BEGIN

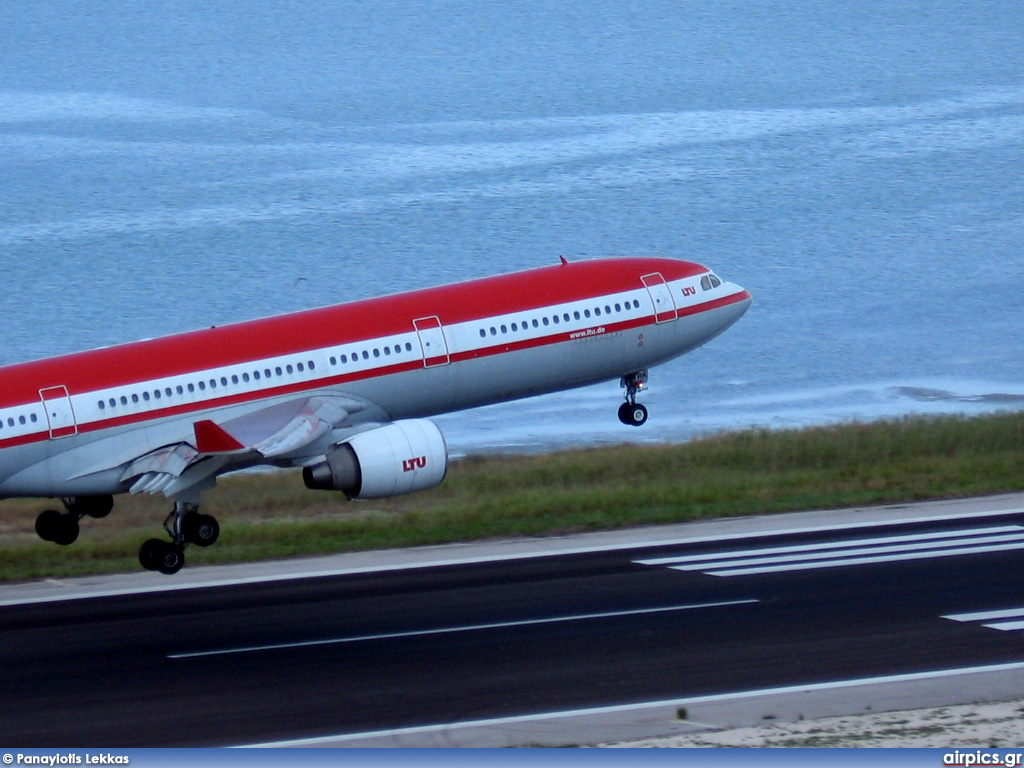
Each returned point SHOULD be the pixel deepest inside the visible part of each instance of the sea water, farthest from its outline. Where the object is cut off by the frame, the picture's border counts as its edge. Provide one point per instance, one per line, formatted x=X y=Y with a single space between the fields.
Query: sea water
x=858 y=167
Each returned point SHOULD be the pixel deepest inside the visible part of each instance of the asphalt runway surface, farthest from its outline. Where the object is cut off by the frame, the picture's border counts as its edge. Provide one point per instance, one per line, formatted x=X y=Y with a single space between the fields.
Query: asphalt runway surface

END

EXERCISE — Look over the data above and show each line that contains "runway".

RESPONSE AREA —
Each returned point SHOULD be the pixel deepest inside the visible part of each instance of the asphalt runway surface, farthest from its outline. Where the object is cut off by the frame, the picture's border counts as its edge. Provide one point per instance, one per line, formatted x=X y=Y with a single space between the fields.
Query: asphalt runway surface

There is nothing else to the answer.